-- Begin --

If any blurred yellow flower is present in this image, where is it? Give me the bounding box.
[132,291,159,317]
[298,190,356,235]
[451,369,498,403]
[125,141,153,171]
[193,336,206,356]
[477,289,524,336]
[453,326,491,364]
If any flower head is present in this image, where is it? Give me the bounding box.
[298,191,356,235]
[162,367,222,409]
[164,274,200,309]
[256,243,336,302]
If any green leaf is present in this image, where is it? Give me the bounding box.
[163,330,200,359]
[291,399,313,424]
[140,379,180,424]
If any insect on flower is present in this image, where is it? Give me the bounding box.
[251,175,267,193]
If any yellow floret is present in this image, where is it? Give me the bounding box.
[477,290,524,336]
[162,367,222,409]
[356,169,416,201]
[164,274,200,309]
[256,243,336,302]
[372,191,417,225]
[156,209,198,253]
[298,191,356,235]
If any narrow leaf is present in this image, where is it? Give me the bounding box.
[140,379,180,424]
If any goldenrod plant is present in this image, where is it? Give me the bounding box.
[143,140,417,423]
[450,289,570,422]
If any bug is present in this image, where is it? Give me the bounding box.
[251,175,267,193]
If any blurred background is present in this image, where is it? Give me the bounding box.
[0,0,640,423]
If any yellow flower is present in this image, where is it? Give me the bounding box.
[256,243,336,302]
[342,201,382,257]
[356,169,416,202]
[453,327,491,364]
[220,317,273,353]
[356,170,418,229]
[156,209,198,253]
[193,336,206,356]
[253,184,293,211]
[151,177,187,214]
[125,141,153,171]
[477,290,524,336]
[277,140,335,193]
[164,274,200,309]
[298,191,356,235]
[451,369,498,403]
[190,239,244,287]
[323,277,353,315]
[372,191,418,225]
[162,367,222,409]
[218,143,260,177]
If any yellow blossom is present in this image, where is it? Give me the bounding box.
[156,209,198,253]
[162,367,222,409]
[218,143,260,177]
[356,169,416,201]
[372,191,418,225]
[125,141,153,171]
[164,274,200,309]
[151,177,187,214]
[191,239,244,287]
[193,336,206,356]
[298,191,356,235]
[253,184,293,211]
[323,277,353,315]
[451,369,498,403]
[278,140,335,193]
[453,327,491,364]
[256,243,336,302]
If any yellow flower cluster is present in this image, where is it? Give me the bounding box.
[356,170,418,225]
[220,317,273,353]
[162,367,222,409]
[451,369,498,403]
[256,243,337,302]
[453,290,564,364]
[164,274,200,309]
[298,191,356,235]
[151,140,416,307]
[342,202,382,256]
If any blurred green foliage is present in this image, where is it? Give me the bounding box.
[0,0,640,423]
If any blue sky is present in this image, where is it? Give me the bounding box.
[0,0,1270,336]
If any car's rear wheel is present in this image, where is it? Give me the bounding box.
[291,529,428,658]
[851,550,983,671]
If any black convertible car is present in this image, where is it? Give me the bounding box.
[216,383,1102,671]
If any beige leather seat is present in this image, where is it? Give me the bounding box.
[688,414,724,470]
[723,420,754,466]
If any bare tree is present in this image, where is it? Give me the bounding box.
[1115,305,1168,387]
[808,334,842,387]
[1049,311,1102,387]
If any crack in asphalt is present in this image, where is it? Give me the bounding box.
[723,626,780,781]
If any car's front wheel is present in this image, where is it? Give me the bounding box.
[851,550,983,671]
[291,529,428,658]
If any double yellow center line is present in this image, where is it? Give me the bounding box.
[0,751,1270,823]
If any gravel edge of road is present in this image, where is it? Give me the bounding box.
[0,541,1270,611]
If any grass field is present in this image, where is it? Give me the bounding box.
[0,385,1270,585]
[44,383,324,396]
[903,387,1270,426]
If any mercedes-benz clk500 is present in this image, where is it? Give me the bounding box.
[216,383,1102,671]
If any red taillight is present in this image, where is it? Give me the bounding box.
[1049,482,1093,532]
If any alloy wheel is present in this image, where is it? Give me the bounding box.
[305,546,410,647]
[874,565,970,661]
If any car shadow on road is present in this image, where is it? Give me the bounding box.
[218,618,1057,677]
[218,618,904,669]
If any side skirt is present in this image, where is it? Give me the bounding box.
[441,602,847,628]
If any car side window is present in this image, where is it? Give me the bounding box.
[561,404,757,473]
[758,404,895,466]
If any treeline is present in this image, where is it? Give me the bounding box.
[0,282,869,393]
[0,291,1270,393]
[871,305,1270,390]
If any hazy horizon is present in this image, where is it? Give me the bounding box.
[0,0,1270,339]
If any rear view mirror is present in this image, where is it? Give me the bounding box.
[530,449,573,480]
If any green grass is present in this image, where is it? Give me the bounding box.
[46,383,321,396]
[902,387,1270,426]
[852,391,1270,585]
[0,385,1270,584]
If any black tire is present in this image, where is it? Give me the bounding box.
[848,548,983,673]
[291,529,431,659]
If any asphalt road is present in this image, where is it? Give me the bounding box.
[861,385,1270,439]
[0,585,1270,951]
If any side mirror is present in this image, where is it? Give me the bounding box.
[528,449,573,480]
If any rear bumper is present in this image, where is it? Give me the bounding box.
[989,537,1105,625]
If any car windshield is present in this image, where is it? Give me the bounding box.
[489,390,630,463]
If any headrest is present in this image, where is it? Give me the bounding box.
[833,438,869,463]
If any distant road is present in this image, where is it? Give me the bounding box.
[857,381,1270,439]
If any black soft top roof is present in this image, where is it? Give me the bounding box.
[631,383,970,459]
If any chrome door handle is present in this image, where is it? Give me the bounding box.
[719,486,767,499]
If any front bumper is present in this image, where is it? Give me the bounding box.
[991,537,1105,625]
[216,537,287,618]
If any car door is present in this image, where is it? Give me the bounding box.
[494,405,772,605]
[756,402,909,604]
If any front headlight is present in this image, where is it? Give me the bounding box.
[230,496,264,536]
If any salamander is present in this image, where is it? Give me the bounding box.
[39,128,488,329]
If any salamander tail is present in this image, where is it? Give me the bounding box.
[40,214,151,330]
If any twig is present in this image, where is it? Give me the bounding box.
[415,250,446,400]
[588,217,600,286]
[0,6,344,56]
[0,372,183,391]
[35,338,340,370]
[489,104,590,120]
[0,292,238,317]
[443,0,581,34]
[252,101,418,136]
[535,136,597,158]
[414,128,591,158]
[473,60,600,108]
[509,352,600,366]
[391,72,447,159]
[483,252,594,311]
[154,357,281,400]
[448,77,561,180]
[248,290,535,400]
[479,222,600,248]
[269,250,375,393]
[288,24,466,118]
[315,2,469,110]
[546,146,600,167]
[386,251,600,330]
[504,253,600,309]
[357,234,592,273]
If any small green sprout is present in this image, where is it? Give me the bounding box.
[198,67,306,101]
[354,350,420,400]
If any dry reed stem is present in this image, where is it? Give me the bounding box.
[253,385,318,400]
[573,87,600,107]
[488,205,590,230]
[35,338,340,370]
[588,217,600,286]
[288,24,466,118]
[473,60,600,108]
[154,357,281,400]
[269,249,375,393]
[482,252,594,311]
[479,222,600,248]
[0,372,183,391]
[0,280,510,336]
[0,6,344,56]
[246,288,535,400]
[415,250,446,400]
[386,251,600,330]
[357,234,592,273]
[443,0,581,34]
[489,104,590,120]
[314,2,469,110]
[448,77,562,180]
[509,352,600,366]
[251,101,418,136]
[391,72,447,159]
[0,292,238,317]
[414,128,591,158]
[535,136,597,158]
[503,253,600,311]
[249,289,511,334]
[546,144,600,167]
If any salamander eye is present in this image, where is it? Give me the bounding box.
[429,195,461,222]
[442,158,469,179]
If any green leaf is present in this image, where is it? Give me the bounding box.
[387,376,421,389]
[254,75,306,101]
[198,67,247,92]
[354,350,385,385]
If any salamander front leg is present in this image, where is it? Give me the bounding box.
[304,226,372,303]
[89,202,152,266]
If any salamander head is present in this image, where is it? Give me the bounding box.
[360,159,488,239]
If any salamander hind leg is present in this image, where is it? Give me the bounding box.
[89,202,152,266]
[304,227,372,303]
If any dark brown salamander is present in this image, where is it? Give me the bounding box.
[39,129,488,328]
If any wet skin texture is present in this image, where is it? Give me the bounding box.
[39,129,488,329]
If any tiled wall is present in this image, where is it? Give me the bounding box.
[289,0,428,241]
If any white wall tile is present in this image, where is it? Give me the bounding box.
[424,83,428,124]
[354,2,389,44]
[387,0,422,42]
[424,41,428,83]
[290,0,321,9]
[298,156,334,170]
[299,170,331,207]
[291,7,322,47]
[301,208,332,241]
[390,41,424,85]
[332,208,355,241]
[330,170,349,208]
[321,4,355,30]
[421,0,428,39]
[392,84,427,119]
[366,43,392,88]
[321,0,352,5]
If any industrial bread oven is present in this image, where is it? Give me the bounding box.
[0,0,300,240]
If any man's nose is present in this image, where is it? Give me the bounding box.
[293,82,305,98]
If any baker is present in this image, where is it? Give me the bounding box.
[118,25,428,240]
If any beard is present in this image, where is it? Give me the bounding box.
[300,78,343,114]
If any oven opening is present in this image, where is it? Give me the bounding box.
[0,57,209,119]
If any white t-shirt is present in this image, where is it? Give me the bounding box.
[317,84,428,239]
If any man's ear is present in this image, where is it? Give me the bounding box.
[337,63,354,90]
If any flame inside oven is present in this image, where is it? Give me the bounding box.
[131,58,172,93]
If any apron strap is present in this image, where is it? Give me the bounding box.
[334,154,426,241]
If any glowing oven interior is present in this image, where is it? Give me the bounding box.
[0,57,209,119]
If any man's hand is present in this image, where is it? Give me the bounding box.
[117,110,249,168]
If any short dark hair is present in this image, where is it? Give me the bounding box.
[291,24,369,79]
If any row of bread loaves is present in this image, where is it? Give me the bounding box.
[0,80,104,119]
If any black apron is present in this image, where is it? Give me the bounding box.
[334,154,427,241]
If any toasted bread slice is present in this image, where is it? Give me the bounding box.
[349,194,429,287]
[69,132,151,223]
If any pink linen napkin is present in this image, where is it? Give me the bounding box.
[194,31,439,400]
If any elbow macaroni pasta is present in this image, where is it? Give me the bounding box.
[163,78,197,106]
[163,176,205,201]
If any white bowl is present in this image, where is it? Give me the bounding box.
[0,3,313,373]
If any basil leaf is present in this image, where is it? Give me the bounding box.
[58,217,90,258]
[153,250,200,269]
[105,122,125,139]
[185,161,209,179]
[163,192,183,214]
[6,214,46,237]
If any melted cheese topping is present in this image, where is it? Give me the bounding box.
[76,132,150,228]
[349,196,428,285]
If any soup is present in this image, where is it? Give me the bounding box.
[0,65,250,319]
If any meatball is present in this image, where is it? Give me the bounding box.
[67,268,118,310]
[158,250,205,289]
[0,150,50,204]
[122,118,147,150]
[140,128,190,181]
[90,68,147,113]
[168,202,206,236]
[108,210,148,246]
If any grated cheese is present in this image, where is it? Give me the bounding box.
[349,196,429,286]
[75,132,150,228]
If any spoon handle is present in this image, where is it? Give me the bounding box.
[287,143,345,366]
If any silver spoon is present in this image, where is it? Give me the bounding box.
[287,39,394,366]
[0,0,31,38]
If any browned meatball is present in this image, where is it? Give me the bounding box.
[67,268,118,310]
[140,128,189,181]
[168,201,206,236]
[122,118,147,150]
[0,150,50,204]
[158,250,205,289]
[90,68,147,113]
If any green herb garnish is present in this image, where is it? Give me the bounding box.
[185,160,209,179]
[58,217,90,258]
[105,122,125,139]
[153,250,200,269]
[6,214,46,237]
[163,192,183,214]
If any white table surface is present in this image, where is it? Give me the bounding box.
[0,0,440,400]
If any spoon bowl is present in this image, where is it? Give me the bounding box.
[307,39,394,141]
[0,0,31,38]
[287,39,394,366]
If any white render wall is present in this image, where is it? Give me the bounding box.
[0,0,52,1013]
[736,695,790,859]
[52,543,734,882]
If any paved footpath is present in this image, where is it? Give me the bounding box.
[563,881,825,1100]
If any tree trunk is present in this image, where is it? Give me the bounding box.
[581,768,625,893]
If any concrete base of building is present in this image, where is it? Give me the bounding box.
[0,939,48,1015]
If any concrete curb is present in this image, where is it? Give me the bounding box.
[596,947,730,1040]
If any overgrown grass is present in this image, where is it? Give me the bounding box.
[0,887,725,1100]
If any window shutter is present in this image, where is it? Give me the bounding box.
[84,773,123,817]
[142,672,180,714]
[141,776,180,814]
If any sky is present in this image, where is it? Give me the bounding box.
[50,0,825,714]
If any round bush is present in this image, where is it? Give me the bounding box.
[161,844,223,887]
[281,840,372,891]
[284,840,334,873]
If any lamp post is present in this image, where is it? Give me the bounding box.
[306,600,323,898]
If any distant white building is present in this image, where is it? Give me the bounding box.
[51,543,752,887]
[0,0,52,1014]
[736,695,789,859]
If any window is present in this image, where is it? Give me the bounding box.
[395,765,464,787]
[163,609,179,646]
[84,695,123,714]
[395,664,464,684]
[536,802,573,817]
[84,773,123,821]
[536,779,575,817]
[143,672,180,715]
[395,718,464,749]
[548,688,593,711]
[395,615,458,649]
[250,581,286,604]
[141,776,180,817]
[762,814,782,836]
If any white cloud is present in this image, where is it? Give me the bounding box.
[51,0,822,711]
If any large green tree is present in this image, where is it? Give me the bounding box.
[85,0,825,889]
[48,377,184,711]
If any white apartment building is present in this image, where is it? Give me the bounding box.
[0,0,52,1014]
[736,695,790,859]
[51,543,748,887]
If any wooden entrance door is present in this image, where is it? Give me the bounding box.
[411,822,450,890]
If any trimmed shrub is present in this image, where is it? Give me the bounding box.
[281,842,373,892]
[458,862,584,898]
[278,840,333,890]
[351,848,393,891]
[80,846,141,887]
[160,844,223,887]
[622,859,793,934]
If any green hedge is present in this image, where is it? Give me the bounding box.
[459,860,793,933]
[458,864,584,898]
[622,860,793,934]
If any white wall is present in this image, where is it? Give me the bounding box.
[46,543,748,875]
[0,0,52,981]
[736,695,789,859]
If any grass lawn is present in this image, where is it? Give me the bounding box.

-- End --

**Challenge:** Rewrite every line starting at the one containing "If any front headlight" and ending at the one containing "[40,214,151,330]", adding -50 to each bounding-box coordinate and leaving all other lines unchanged.

**Task result:**
If any front headlight is present in this image, where is it? Give me the bounding box.
[180,446,214,486]
If any salamander is present in this image, where is it? Give me the bounding box.
[-11,78,438,279]
If any salamander tail is present in this image, where is it? Give me the bounding box.
[-10,164,101,280]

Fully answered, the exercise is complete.